** SOURCE PASSAGE **
= = = = = = =

# Let's See Every one's Flyers



## MICHPLOWER (Aug 13, 2010)

Lets see every ones flyer. I will post mine soon


----------



## Neige (Jan 29, 2008)

This is what we are using this year


----------



## MICHPLOWER (Aug 13, 2010)

Neige;1061546 said:


> This is what we are using this year


Could you put that in Microsoft Office Word form or Microsoft Office Publisher
Thanks


----------



## Pristine PM ltd (Oct 15, 2005)

I would think it is in PDF for a reason, but that might just be me...


----------



## hoskm01 (Oct 17, 2008)

MICHPLOWER;1061549 said:


> Could you put that in Microsoft Office Word form or Microsoft Office Publisher
> Thanks


Download adobe reader for free.

http://get.adobe.com/reader/?promoid=BUIGO


----------



## MICHPLOWER (Aug 13, 2010)

hoskm01;1061573 said:


> Download adobe reader for free.
> 
> http://get.adobe.com/reader/?promoid=BUIGO


Thanks I downloaded it and it work


----------



## redman6565 (Jul 14, 2008)

Neige;1061546 said:


> This is what we are using this year


this is america, we speak english lol


----------



## Neige (Jan 29, 2008)

redman6565;1062059 said:


> this is america, we speak english lol


LOL redman, clearly you did not scroll down to page 2 where its in English. I have a bilingual flyer, and our laws states it has to be predominately French.


----------



## buckwheat_la (Oct 11, 2009)

Neige;1062134 said:


> LOL redman, clearly you did not scroll down to page 2 where its in English. I have a bilingual flyer, and our laws states it has to be predominately French.


very nice flyer


----------



## redman6565 (Jul 14, 2008)

Neige;1062134 said:


> LOL redman, clearly you did not scroll down to page 2 where its in English. I have a bilingual flyer, and our laws states it has to be predominately French.


touche. very impressive (and literate for us americans).


----------



## Triple L (Nov 1, 2005)

MICHPLOWER;1061494 said:


> Lets see every ones flyer. I will post mine soon


So where's yours?


----------



## Luther (Oct 31, 2007)

I would like to see what you came up with too.


----------



## grandview (Oct 9, 2005)

About 10 years ago.


----------



## jklawn&Plow (Jan 8, 2011)

How do you guys manage the numbers when you get more than you can do yourself?


----------



## grandview (Oct 9, 2005)

jklawn&Plow;1249987 said:


> How do you guys manage the numbers when you get more than you can do yourself?


Since I work by myself ,I book myself up to 90% just in case something happens.

= = = = = = =

** PROVIDED RECORDS **
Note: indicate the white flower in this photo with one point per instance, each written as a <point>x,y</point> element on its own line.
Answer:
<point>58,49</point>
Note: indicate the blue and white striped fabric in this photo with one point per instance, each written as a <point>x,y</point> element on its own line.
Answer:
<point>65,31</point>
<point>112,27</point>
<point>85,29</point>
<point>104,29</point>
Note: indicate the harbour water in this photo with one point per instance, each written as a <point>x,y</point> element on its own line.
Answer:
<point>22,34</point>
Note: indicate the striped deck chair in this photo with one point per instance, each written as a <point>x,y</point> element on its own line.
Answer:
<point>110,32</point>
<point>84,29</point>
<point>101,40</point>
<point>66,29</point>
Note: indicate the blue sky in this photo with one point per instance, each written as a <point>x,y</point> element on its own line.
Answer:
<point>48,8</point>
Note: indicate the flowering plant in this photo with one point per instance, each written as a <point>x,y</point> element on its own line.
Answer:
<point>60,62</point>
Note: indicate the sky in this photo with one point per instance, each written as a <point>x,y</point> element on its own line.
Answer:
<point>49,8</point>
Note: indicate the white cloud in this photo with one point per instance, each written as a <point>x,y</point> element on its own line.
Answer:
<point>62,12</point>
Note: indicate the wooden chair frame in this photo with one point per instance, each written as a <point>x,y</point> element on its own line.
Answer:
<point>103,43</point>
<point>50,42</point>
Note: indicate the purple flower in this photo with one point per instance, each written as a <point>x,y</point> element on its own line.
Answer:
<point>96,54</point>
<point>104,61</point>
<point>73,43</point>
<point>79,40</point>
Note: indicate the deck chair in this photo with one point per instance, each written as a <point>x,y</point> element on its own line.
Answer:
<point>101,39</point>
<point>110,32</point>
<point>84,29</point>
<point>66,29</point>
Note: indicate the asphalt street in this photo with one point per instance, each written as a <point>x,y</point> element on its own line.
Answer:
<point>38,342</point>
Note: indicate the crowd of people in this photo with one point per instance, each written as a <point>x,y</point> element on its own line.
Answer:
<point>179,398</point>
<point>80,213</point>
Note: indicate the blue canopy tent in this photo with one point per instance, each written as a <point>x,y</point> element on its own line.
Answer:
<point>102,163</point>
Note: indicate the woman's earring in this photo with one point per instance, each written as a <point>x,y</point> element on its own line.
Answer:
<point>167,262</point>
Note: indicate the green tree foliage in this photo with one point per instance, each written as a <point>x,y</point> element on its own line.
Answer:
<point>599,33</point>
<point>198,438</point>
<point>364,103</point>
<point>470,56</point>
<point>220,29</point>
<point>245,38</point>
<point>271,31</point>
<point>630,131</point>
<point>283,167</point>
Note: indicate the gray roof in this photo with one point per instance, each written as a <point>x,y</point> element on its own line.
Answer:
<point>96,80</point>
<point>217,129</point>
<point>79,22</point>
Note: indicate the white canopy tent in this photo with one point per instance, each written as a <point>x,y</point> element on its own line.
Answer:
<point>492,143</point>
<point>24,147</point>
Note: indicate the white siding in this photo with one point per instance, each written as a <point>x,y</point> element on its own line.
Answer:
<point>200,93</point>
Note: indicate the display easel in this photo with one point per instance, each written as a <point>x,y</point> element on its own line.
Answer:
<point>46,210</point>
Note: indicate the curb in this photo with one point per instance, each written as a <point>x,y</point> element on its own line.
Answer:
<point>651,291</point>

= = = = = = =

** DIRECTIVE **
Please write what comes next in the forum thread about sharing flyers, starting after its final post. The records are separate from the forum thread about sharing flyers.

** TASK ANSWER **
----------



## crazyskier537 (Dec 31, 2010)

Neige;1061546 said:


> This is what we are using this year


Is residential and commercial spelled wrong on the english side, or is that french?


----------



## grandview (Oct 9, 2005)

crazyskier537;1250140 said:


> Is residential and commercial spelled wrong on the english side, or is that french?


That's called pigeon English.


----------



## jklawn&Plow (Jan 8, 2011)

grandview;1250126 said:


> Since I work by myself ,I book myself up to 90% just in case something happens.


I have similar operation.


----------



## snow patrol (Nov 30, 2001)

Very nicely done Neige. You too Grandview. In particular making them recall their experience with their contract the previous winter. A question for the both of you, How well do those flyers work for you? do you find that they are a good median to generate leads?


----------



## grandview (Oct 9, 2005)

I still have a few customers from that flier.Only used it once.


----------



## JTVLandscaping (Jan 1, 2010)

I never got a single phone call from my flyers, it was a giant waste of time and paper. I just advertise in the local newspaper now.


----------



## LHK2 (Jan 22, 2007)

Hey since minchplower wanted to see flyers so he can make one from someone's, can everyone submit the addresses, the manager in charge and pricing,.to the lots they service........ Just so we can compare rates. LOL:laughing:


----------



## JTVLandscaping (Jan 1, 2010)

And I'll leave the keys in my truck and post my address so if someone needs a truck they can take that too.


----------



## bradlewislawnca (Mar 2, 2011)

Tell me the addresses and I'll just plow his accounts for him.... jk. I don't do flyers although it has been a desire of mine. I just made a clever website with some tags that put me at #1 in google search. "snowplowing Troy NY". A bit easier than door to door. I get calls from college kids from texas needing to shoveled out at the local colleges... at least 3-4 calls during a storm and about 12-20 requesting quotes. most I say no thanks...


----------



## grandview (Oct 9, 2005)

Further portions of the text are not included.